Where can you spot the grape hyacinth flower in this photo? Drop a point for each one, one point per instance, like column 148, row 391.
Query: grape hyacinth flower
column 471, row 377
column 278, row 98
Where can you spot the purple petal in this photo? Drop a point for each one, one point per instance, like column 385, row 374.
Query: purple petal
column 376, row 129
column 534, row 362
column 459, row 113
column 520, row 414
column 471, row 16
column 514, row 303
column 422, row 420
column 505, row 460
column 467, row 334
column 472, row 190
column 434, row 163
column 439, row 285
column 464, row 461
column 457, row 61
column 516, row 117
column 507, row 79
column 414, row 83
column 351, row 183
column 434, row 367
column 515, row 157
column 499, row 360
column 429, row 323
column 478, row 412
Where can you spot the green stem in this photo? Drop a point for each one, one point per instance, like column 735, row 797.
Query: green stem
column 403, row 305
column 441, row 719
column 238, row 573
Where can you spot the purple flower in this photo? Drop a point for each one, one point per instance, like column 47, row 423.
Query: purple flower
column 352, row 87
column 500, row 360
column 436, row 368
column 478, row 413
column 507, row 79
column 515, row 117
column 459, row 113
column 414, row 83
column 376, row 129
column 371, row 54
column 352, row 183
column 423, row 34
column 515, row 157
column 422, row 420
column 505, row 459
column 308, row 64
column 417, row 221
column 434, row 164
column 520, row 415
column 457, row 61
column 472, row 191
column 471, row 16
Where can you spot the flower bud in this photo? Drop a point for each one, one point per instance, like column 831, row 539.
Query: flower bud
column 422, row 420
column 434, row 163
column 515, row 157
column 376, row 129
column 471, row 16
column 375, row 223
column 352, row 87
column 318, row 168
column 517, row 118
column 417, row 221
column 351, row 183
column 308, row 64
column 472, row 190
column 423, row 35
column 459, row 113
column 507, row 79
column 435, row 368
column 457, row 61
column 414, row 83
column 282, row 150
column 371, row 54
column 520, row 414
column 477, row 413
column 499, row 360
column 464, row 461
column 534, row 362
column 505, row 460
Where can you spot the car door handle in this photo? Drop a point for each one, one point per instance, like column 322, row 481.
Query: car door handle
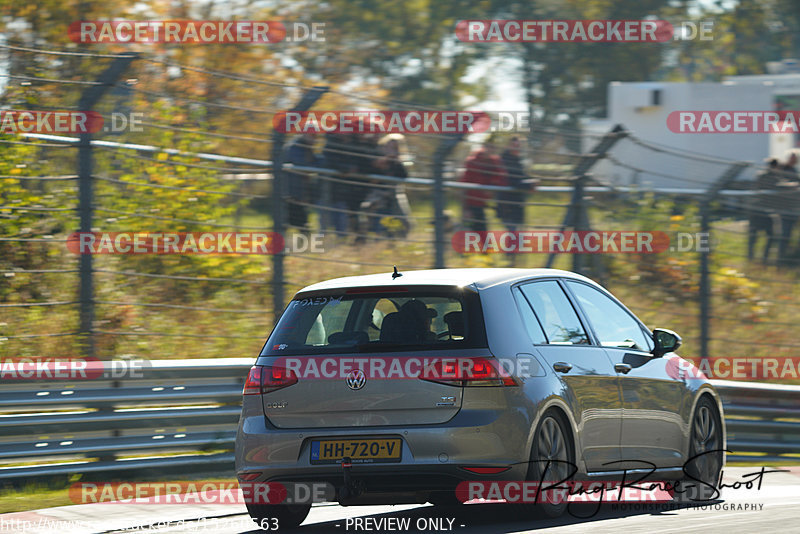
column 562, row 367
column 623, row 368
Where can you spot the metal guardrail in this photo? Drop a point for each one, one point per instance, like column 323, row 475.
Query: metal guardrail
column 184, row 413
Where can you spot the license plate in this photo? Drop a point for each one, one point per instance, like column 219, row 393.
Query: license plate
column 360, row 451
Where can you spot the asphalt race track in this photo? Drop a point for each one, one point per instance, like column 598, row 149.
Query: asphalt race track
column 772, row 508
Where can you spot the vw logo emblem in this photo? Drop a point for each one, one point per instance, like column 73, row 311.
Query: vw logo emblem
column 356, row 379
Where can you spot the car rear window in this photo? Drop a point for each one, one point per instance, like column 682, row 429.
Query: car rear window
column 374, row 320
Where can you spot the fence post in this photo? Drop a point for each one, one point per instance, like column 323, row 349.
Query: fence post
column 710, row 195
column 576, row 216
column 279, row 198
column 440, row 156
column 87, row 102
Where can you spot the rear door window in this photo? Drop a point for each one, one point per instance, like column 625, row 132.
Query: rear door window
column 437, row 318
column 555, row 313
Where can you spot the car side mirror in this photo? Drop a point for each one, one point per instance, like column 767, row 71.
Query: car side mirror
column 665, row 341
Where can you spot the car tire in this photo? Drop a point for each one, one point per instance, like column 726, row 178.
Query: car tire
column 551, row 441
column 287, row 516
column 706, row 435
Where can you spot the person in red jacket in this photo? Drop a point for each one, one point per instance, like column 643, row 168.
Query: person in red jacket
column 483, row 167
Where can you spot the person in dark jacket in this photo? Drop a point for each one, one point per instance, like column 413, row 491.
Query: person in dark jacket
column 387, row 201
column 510, row 204
column 762, row 210
column 300, row 151
column 789, row 207
column 482, row 167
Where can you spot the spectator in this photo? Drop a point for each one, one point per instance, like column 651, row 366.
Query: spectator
column 387, row 201
column 789, row 207
column 510, row 204
column 482, row 167
column 363, row 153
column 337, row 157
column 300, row 151
column 761, row 212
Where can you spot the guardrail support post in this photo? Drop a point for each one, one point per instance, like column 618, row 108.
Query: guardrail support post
column 86, row 197
column 719, row 184
column 576, row 216
column 442, row 152
column 279, row 193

##############################

The stretch of entries above that starts with the line containing "Query: green stem" and goes on through the line containing "Where can you spot the purple flower" is to be transcribed exactly, and no other line is to be transcribed.

=== Answer to this task ===
Query: green stem
column 403, row 305
column 441, row 719
column 238, row 573
Where can you spot the purple flower in this photo? Drop a point for each one, one point per instance, like column 47, row 423.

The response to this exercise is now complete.